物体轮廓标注
╭──

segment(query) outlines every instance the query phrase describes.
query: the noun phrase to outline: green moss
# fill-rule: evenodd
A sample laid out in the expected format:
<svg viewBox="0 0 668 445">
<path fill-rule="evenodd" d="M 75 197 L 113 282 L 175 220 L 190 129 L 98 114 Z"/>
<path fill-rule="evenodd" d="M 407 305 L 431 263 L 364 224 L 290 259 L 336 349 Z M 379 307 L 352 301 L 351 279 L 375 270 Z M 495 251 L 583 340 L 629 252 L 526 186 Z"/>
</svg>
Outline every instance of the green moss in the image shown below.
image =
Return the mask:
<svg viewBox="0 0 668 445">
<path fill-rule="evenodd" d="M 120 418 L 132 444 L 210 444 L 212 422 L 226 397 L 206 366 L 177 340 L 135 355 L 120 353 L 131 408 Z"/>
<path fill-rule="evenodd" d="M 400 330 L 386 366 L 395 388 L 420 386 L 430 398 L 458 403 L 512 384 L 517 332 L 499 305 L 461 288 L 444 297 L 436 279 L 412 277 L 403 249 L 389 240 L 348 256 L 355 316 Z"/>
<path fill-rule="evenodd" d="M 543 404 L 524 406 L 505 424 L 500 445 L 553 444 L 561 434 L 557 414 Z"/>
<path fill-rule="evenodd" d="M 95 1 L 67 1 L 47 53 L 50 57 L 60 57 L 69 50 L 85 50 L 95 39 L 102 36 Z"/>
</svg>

╰──

* **任务要求**
改写上面的全部数据，把每处“green moss”换成“gray lichen”，其余部分一字不动。

* **任务解答**
segment(query) outlines every instance the query phrase describes.
query: the noun phrase to outline: gray lichen
# fill-rule: evenodd
A sample laid out in the expected format:
<svg viewBox="0 0 668 445">
<path fill-rule="evenodd" d="M 75 197 L 113 282 L 175 220 L 190 129 L 98 114 Z"/>
<path fill-rule="evenodd" d="M 407 305 L 431 263 L 364 224 L 290 259 L 336 349 Z M 379 307 L 352 301 L 351 279 L 375 270 Z M 495 251 L 583 340 L 629 252 L 526 186 Z"/>
</svg>
Outline every instance of the gray lichen in the image shown below.
image =
Return the mask:
<svg viewBox="0 0 668 445">
<path fill-rule="evenodd" d="M 120 418 L 132 444 L 210 444 L 212 422 L 226 397 L 206 366 L 177 340 L 135 355 L 120 353 L 131 408 Z"/>
<path fill-rule="evenodd" d="M 400 330 L 386 366 L 395 388 L 420 386 L 430 398 L 458 403 L 512 384 L 517 332 L 499 305 L 461 288 L 444 297 L 436 279 L 412 277 L 403 249 L 389 240 L 348 256 L 355 316 Z"/>
<path fill-rule="evenodd" d="M 543 404 L 524 406 L 505 424 L 500 445 L 553 444 L 561 434 L 557 414 Z"/>
<path fill-rule="evenodd" d="M 95 1 L 67 1 L 47 53 L 50 57 L 60 57 L 69 50 L 85 50 L 95 39 L 102 36 Z"/>
</svg>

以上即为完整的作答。